▶ **The task**
Report how many of the lines below contain the string "handheld", counting a match only when the case agrees exactly. Give the number alone.
START
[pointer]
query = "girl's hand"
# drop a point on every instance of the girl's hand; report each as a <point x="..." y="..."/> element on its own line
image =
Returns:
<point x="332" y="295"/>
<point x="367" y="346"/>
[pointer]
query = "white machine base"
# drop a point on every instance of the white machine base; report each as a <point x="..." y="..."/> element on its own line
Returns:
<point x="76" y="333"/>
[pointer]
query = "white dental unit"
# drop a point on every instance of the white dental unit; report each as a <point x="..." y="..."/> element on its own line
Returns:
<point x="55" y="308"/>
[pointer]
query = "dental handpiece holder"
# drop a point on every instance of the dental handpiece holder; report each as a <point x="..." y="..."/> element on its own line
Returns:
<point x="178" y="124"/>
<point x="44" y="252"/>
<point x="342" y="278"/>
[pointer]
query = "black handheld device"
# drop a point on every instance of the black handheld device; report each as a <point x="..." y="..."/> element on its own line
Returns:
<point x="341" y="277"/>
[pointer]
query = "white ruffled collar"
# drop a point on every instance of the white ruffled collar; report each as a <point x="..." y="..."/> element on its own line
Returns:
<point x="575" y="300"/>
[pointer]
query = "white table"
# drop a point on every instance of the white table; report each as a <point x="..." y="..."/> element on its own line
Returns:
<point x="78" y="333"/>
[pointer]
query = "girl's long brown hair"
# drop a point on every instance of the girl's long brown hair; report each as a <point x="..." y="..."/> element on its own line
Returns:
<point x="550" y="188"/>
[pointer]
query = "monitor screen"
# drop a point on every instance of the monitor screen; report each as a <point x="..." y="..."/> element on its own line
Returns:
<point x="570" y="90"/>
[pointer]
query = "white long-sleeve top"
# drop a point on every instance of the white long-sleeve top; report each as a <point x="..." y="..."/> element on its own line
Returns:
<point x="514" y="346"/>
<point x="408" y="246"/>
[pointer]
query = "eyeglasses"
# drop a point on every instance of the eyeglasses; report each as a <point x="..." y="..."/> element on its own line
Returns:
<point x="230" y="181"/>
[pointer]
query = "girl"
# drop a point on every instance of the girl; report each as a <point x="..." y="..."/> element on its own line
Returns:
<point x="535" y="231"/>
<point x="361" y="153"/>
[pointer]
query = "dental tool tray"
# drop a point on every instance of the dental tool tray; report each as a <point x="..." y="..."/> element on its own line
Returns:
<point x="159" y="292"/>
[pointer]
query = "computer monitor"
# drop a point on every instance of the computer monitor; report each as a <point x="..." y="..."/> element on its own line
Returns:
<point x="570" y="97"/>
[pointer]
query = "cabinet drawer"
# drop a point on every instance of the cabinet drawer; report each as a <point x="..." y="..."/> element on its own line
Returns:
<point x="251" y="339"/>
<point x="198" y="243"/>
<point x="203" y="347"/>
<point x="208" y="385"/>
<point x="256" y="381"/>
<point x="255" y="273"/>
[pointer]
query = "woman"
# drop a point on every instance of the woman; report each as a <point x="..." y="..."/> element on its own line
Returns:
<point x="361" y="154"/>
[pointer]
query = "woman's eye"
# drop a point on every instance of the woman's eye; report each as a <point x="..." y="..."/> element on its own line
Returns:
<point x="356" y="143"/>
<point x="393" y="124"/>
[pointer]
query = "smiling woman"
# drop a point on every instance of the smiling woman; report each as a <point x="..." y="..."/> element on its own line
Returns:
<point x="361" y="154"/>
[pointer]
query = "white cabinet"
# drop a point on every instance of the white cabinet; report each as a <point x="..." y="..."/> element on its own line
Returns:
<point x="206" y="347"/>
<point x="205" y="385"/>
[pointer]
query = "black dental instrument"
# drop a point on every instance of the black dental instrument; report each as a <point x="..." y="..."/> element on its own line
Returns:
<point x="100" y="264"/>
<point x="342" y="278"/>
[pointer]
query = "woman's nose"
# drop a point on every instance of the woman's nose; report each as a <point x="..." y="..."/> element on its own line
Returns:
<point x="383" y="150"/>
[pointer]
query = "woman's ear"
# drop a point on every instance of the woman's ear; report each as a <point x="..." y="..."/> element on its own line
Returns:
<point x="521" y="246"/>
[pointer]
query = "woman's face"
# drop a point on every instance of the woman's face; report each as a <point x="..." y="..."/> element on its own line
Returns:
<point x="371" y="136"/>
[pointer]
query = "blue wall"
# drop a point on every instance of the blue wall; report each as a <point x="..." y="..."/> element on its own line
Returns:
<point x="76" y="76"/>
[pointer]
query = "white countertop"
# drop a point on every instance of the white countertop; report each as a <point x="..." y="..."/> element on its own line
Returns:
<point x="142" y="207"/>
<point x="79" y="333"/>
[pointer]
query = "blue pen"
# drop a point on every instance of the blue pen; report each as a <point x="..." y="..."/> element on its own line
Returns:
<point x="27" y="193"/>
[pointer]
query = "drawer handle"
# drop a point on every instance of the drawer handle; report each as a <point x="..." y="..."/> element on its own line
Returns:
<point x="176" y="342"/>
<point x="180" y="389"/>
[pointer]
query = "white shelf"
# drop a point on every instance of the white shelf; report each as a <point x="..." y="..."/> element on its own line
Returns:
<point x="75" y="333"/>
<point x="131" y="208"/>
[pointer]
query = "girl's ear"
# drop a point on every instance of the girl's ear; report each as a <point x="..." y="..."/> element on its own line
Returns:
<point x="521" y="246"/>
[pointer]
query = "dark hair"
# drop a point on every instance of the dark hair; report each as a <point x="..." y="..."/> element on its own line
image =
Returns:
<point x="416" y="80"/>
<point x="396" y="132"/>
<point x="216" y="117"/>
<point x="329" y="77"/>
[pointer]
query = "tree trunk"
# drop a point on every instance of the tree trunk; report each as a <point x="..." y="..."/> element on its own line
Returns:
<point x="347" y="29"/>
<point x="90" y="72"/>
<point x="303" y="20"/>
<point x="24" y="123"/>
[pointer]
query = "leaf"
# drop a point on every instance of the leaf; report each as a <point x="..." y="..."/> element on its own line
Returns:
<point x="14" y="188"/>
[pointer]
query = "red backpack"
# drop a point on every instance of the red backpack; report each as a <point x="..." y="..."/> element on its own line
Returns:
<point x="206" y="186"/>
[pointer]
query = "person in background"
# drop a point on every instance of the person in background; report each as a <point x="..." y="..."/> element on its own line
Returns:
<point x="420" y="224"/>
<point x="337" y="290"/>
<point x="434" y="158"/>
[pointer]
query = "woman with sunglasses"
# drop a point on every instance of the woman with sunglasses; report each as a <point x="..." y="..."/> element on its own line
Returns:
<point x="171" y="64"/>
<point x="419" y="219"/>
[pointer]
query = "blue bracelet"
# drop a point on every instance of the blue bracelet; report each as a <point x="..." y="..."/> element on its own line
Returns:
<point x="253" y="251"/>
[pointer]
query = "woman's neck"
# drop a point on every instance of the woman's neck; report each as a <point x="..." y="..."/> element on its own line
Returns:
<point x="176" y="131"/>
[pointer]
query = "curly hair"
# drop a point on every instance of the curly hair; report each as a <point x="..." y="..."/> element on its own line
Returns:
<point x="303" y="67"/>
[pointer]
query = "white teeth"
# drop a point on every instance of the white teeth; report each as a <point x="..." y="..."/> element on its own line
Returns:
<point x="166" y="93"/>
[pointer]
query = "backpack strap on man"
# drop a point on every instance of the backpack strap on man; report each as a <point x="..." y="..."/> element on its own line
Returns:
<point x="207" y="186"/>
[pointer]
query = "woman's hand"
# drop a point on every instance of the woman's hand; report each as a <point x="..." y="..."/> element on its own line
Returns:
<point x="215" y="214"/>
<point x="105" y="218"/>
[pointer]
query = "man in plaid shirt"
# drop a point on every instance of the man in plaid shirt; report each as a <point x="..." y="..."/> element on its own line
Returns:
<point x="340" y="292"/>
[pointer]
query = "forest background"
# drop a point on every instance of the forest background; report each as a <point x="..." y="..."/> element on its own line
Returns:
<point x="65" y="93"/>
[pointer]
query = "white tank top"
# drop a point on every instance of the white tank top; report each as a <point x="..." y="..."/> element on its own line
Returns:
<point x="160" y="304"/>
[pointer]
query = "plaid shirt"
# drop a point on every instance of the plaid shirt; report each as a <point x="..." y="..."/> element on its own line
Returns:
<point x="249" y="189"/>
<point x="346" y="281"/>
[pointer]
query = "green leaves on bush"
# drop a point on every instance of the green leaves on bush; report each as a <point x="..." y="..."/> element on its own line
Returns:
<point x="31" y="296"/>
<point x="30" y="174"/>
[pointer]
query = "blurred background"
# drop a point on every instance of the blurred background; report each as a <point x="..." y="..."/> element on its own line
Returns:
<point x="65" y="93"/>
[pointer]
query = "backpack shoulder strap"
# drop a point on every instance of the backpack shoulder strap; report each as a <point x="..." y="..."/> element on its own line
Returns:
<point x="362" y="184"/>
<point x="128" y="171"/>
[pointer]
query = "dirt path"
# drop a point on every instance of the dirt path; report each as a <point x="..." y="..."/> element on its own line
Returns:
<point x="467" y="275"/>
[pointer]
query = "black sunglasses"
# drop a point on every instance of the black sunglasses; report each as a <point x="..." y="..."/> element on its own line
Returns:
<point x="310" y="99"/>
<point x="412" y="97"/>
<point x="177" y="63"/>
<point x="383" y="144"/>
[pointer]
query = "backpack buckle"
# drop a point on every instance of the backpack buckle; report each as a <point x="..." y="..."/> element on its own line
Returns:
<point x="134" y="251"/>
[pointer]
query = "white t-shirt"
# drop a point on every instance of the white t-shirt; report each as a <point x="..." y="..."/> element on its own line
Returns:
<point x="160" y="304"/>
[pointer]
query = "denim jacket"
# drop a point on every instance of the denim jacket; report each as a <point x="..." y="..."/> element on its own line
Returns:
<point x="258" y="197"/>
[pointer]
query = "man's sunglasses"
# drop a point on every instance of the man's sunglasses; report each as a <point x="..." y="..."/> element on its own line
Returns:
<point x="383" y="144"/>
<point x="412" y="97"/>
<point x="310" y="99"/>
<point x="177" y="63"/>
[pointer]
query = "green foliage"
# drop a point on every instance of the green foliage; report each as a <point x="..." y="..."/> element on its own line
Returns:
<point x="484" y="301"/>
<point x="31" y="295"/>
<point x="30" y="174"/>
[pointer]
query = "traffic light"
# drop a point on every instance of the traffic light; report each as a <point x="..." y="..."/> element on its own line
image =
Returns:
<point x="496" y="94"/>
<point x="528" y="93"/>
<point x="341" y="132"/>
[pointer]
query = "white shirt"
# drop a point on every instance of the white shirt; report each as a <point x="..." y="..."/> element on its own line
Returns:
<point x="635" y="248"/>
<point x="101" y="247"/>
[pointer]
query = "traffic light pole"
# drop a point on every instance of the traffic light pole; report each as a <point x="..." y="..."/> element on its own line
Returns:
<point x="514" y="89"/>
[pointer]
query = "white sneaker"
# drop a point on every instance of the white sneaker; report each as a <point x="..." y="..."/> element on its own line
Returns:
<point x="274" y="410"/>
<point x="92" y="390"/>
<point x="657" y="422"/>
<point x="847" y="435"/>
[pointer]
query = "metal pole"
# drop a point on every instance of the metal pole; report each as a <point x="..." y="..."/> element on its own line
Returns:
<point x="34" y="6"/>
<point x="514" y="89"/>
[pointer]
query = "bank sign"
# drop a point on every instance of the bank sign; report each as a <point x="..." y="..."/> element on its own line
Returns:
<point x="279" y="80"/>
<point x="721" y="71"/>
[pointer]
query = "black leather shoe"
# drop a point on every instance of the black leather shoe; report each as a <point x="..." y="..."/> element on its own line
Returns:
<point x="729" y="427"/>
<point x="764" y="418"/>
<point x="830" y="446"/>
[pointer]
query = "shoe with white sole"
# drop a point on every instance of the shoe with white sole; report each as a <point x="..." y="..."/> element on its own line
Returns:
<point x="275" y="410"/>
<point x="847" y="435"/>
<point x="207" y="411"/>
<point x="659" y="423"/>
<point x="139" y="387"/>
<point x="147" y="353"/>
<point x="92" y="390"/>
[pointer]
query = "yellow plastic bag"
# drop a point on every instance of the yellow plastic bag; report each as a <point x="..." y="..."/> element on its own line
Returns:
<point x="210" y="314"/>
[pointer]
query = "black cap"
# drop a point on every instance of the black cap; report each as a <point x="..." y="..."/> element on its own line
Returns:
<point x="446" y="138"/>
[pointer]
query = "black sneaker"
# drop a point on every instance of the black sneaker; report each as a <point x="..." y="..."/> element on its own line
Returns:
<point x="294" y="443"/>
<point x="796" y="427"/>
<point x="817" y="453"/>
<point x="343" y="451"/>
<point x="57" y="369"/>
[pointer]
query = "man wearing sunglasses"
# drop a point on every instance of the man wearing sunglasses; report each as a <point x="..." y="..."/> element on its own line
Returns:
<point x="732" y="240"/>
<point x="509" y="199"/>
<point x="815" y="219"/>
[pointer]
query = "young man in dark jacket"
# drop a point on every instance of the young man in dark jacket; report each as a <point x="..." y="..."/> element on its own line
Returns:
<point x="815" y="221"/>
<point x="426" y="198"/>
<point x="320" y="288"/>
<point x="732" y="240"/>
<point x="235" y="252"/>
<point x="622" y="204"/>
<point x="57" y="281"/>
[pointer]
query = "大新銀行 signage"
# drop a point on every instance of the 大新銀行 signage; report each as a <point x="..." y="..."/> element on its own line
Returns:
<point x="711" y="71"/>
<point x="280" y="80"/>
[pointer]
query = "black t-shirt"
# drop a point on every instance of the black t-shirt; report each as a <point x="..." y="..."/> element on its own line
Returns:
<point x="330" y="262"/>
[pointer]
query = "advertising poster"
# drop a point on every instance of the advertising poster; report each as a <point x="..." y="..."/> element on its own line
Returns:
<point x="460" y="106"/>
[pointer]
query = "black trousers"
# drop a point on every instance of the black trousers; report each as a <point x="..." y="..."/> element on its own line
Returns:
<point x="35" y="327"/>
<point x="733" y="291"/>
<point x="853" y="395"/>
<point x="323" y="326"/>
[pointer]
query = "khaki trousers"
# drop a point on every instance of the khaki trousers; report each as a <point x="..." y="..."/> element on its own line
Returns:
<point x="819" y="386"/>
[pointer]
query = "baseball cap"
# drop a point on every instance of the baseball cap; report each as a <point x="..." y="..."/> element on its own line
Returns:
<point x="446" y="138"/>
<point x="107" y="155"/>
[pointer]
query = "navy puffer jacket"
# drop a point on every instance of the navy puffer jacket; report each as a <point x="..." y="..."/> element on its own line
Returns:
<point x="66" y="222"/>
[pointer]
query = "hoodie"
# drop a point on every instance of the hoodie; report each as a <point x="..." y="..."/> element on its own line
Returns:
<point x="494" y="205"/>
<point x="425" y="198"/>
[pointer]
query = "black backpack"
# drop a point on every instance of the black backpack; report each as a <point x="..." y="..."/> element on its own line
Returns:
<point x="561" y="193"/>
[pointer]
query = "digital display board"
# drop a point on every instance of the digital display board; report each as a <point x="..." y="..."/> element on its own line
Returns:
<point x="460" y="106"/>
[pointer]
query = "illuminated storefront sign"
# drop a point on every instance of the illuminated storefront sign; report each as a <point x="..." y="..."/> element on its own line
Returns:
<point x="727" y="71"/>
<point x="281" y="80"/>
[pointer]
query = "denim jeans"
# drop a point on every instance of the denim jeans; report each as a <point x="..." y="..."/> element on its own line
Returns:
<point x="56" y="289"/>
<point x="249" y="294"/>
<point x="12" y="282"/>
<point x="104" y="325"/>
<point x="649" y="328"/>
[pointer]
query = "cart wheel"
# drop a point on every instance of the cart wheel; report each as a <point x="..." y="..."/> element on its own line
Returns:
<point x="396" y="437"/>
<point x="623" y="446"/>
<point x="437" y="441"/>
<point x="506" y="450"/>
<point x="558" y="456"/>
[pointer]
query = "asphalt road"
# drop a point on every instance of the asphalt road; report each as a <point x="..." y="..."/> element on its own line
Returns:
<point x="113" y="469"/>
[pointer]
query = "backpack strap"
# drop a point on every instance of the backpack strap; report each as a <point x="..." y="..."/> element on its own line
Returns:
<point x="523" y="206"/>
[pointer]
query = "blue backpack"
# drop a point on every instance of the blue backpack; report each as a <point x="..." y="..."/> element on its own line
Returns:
END
▶ **Worked answer**
2